## Start Record excerpts

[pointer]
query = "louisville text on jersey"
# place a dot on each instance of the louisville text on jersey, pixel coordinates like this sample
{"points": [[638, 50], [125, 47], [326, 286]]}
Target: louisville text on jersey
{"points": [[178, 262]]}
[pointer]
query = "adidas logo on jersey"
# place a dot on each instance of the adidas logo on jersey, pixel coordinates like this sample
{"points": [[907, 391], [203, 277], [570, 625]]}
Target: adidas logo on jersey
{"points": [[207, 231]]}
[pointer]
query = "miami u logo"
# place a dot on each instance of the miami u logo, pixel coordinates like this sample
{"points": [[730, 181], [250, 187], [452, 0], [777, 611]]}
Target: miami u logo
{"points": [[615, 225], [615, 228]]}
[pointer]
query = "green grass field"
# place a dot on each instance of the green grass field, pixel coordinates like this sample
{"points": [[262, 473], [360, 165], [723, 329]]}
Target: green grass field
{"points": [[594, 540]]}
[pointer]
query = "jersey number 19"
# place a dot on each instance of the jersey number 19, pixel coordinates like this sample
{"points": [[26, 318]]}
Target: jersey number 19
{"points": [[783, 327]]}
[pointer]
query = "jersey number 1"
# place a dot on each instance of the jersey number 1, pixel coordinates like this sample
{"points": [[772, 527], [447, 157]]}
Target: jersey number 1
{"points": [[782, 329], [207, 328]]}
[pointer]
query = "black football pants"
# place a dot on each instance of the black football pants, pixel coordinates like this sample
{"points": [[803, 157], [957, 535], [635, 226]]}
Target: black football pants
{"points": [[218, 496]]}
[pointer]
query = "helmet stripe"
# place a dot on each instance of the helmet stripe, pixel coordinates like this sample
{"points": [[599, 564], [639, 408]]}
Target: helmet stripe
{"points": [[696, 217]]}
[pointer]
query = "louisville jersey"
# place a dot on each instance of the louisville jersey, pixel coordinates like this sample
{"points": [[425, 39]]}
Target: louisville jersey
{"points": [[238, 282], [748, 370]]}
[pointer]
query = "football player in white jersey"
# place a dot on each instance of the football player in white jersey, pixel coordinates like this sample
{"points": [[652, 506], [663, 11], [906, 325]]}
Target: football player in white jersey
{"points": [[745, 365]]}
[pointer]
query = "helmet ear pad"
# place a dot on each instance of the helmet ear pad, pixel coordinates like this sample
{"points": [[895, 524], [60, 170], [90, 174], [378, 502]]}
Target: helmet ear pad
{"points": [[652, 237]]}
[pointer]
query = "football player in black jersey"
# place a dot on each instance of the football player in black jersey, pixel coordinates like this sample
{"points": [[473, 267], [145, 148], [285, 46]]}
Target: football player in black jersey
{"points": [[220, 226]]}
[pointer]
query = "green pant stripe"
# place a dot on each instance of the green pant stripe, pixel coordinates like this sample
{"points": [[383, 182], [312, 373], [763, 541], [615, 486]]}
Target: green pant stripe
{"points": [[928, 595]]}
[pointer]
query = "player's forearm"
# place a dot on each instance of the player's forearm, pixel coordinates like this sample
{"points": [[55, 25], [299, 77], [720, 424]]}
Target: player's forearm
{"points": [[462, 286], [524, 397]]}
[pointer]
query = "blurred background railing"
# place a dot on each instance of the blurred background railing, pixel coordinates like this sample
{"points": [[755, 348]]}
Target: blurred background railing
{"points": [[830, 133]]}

## End Record excerpts

## Exercise goal
Reproduce the entries above in full by retyping them exactly.

## Result for this exercise
[pointer]
query = "louisville text on jersey"
# place a dot on each instance of the louisville text on jersey, pixel coordinates like this sample
{"points": [[638, 50], [125, 47], [326, 286]]}
Target: louisville text on jersey
{"points": [[178, 262]]}
[pointer]
query = "adidas logo on jersey"
# place a dot on each instance of the adidas logo on jersey, pixel coordinates like this sample
{"points": [[907, 391], [203, 277], [570, 625]]}
Target: adidas logo on jersey
{"points": [[207, 231]]}
[pointer]
query = "miami u logo"
# place a dot on each instance of the miami u logo, pixel coordinates like this sample
{"points": [[730, 181], [250, 187], [452, 0], [777, 611]]}
Target: miami u logo
{"points": [[615, 225], [615, 228]]}
[pointer]
query = "green grass field"
# place a dot on each instance of the green grass field, pixel coordinates like this sample
{"points": [[262, 473], [360, 165], [723, 329]]}
Target: green grass field
{"points": [[594, 540]]}
[pointer]
query = "jersey number 19"
# place a dot on each instance of the jersey number 19, pixel coordinates like this sample
{"points": [[26, 318]]}
Target: jersey number 19
{"points": [[783, 327]]}
[pointer]
query = "jersey number 1"
# place a dot on each instance of the jersey number 1, pixel coordinates like this sample
{"points": [[772, 527], [447, 157]]}
Target: jersey number 1
{"points": [[782, 329], [207, 328]]}
[pointer]
query = "black football pants"
# place a dot on each instance of the black football pants, pixel coordinates like this sample
{"points": [[803, 157], [957, 535], [635, 226]]}
Target: black football pants
{"points": [[218, 496]]}
[pointer]
query = "helmet stripe"
# place a dot on each instance of the helmet stripe, pixel coordinates like this sample
{"points": [[599, 564], [639, 408]]}
Target: helmet stripe
{"points": [[696, 217]]}
[pointer]
query = "louisville jersey"
# place a dot on each instance of the louisville jersey, pixel coordinates like this sample
{"points": [[425, 39]]}
Target: louisville jersey
{"points": [[238, 282], [748, 370]]}
[pointer]
query = "football player in white jersey"
# place a dot on each instance of the football player in white jersey, pixel coordinates like this sample
{"points": [[652, 506], [663, 11], [906, 325]]}
Target: football player in white jersey
{"points": [[745, 365]]}
[pointer]
query = "helmet ear pad"
# place a dot on each instance of the helmet ear pad, pixel coordinates like this sample
{"points": [[895, 524], [60, 170], [90, 174], [378, 502]]}
Target: helmet ear pad
{"points": [[652, 237]]}
[pointer]
query = "football player in black jersey"
# place a dot on each instance of the football player in black jersey, pixel coordinates like this sample
{"points": [[473, 267], [145, 148], [285, 46]]}
Target: football player in black jersey
{"points": [[220, 226]]}
[pointer]
query = "green pant stripe"
# place a dot on each instance of the green pant stripe, pixel coordinates like this sample
{"points": [[383, 182], [312, 373], [763, 541], [615, 486]]}
Target: green pant stripe
{"points": [[928, 595]]}
[pointer]
query = "player's forearm"
# place a dot on each instance of the player's forearm, pixel coordinates like this sample
{"points": [[55, 25], [299, 77], [720, 424]]}
Target: player's forearm
{"points": [[462, 286], [524, 397]]}
[pointer]
query = "blurred background railing"
# place a dot on each instance of the blurred background railing, pixel coordinates like this sample
{"points": [[755, 348]]}
Target: blurred background railing
{"points": [[830, 133]]}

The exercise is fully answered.